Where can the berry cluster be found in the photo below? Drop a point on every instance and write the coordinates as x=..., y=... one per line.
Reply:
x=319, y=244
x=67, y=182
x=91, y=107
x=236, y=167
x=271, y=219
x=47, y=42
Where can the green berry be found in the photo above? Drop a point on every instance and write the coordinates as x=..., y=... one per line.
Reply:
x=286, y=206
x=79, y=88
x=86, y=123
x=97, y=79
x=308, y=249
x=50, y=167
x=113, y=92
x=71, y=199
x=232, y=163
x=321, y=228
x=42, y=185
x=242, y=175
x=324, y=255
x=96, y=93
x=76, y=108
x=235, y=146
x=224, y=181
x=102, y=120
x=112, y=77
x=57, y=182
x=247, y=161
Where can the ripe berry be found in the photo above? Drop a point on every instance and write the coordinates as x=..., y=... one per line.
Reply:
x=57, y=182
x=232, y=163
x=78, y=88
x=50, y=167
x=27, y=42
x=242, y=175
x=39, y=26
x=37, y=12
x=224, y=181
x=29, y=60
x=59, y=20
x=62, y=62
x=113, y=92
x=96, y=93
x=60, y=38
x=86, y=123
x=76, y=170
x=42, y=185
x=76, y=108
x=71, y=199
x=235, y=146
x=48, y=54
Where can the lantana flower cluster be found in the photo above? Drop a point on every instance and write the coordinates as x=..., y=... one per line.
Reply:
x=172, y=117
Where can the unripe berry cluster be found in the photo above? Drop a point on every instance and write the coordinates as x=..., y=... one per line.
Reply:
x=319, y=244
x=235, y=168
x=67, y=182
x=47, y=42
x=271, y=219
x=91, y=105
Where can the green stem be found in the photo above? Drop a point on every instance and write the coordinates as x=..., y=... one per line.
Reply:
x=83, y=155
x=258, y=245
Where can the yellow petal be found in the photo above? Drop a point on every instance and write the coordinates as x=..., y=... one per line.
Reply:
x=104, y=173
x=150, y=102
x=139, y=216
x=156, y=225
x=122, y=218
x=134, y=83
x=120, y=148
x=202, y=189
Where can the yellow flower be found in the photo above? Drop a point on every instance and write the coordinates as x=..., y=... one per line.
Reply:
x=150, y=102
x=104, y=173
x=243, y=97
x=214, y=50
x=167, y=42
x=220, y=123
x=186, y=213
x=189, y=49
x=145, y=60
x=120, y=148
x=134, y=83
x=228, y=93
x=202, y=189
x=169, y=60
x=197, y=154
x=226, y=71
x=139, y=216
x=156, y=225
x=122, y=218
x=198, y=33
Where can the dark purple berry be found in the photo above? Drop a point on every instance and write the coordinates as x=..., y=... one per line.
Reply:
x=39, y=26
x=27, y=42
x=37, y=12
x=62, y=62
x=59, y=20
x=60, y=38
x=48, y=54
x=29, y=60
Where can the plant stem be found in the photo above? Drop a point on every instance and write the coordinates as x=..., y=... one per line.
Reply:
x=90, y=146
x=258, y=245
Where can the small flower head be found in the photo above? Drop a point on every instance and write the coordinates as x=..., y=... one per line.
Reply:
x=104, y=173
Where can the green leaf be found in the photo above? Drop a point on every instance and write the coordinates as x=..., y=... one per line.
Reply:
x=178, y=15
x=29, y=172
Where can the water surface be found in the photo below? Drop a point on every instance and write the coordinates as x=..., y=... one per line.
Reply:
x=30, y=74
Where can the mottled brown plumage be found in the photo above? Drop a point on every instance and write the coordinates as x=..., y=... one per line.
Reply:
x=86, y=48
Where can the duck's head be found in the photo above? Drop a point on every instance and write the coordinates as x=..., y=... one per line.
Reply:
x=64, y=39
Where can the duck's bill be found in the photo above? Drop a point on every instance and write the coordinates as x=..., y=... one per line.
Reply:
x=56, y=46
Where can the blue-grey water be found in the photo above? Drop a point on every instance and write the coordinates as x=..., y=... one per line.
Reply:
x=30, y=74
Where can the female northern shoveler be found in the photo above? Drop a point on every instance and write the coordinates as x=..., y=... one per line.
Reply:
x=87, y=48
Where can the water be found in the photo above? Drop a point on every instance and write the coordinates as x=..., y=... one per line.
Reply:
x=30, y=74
§
Reproduce the whole listing so that each line matches the original exactly.

[WRITTEN ANSWER]:
Where can the berry cluster be found in the photo below? Drop a point on every instance and write the coordinates as x=..., y=... one per line.
Reply:
x=319, y=244
x=67, y=182
x=91, y=107
x=236, y=167
x=271, y=219
x=47, y=42
Where can the green berry be found in the photo above? Drop a point on every instance and write the coordinates as x=..., y=... one per line.
Reply:
x=286, y=206
x=79, y=88
x=86, y=123
x=97, y=79
x=308, y=249
x=50, y=167
x=113, y=92
x=71, y=199
x=232, y=163
x=321, y=228
x=42, y=185
x=242, y=175
x=324, y=255
x=96, y=93
x=76, y=108
x=235, y=146
x=224, y=181
x=102, y=120
x=112, y=77
x=57, y=182
x=247, y=161
Where can the ripe berry be found in the photo above? Drop a point on every instance and write the coordinates as x=..., y=... one per line.
Reply:
x=57, y=182
x=232, y=163
x=78, y=88
x=50, y=167
x=27, y=42
x=242, y=175
x=39, y=26
x=37, y=12
x=224, y=181
x=29, y=60
x=59, y=20
x=62, y=62
x=113, y=92
x=96, y=93
x=60, y=38
x=86, y=123
x=76, y=170
x=42, y=185
x=76, y=108
x=71, y=199
x=235, y=146
x=48, y=54
Where can the lantana flower cluster be found in the photo above? Drop a point on every instance and write the coordinates as x=..., y=... one per line.
Reply:
x=172, y=117
Where can the unripe berry cluster be found in the photo above? Drop a point on every instance and write the coordinates as x=..., y=... one per line.
Reply:
x=319, y=244
x=235, y=168
x=67, y=182
x=47, y=42
x=271, y=219
x=91, y=105
Where can the green stem be found in the photo above? Drop a point on every instance and write the coordinates as x=..., y=... one per line.
Reply:
x=83, y=155
x=258, y=245
Where can the yellow petal be found in the photo above? Drop a point on every instance and write the coordinates as x=..., y=... one per line.
Reply:
x=104, y=173
x=150, y=102
x=139, y=216
x=156, y=225
x=122, y=218
x=134, y=83
x=120, y=148
x=202, y=189
Where can the yellow flower be found in the photo above? Drop a point on every instance and write the coordinates as x=..., y=... one per line.
Reply:
x=150, y=102
x=104, y=173
x=243, y=97
x=214, y=50
x=167, y=42
x=220, y=123
x=186, y=213
x=189, y=49
x=145, y=60
x=120, y=148
x=134, y=83
x=228, y=93
x=202, y=189
x=169, y=60
x=197, y=154
x=226, y=71
x=139, y=216
x=156, y=225
x=122, y=218
x=198, y=33
Where can the dark purple berry be found in the photo above? Drop a point on every instance and write the coordinates as x=..., y=... one per line.
Reply:
x=39, y=26
x=27, y=42
x=37, y=12
x=62, y=62
x=59, y=20
x=60, y=38
x=48, y=54
x=29, y=60
Where can the plant stem be found in the photo above? Drop a point on every instance and write the coordinates as x=..., y=... one per line.
Reply:
x=90, y=146
x=258, y=245
Where can the small flower head be found in the photo above? Drop a point on every instance and write the coordinates as x=..., y=... one per line.
Reply:
x=104, y=173
Where can the green leaf be found in the photo above? Drop a point on every instance and write the coordinates as x=..., y=... one per line.
Reply:
x=178, y=15
x=29, y=172
Where can the water surface be found in the photo below? Drop a point on every instance and write the coordinates as x=..., y=... one per line.
Reply:
x=30, y=74
Where can the mottled brown plumage be found in the photo above? Drop a point on every instance and write the coordinates as x=..., y=... one per line.
Reply:
x=86, y=48
Where can the duck's head be found in the photo above? Drop a point on every instance and write the coordinates as x=..., y=... one per line.
Reply:
x=64, y=39
Where can the duck's bill be found in the photo above? Drop a point on every instance and write the coordinates as x=..., y=... one per line.
Reply:
x=56, y=46
Where can the blue-grey water be found in the photo above? Drop a point on every instance and write the coordinates as x=..., y=... one per line.
Reply:
x=30, y=74
Where can the female northern shoveler be found in the photo above? Drop a point on every instance and write the coordinates as x=..., y=... one per line.
Reply:
x=87, y=48
Where can the water be found in the photo above? Drop a point on every instance and write the coordinates as x=..., y=... one per line.
Reply:
x=30, y=74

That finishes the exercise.